• DATA EXTRACTS:
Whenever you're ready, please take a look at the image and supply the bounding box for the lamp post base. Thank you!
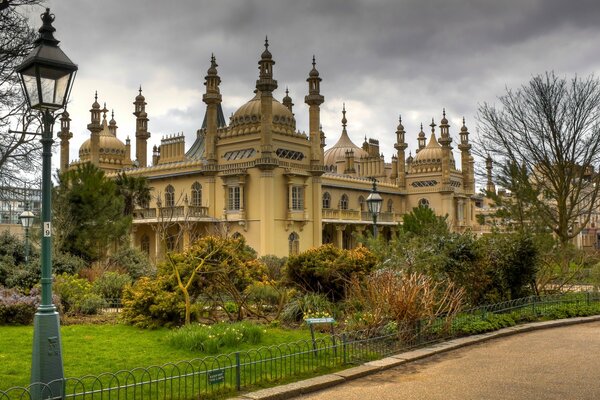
[30,307,64,400]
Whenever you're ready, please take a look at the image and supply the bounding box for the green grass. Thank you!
[0,322,316,389]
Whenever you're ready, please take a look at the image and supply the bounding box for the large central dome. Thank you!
[229,91,296,136]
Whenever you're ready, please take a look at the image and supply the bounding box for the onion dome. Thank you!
[229,90,296,135]
[135,86,145,102]
[207,53,218,75]
[79,111,130,168]
[441,108,448,125]
[397,115,404,132]
[323,104,369,167]
[261,36,272,60]
[91,91,100,109]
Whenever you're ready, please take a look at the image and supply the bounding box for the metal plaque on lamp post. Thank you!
[15,8,77,398]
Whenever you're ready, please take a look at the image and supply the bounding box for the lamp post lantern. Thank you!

• ABOUT THIS TASK: What is wanted is an exact repeat of the lines from the one with "grass. Thank you!" through the last line of the listing above, and no other text.

• EXERCISE OUTPUT:
Whenever you're ready, please take a look at the image and supply the bounding box for the green grass. Thank you!
[0,322,316,389]
Whenever you're ready, please take a look at the image and supply the bounding box for the large central dome. Thank you!
[229,91,296,136]
Whenever you're ready, please take a look at the image and supply the bounding box for the onion dome. Thank you!
[229,90,296,135]
[135,86,145,102]
[207,53,218,75]
[79,111,130,168]
[441,108,448,125]
[397,115,404,132]
[323,104,369,167]
[261,36,272,60]
[91,91,100,109]
Whenever you're ready, please take a look at the image and supply the bounding box for the metal plaque on lamp post. Thank you!
[15,8,77,398]
Whenever you're ready, please take a look at the image and supply the bounding box for the lamp post lantern. Thank you!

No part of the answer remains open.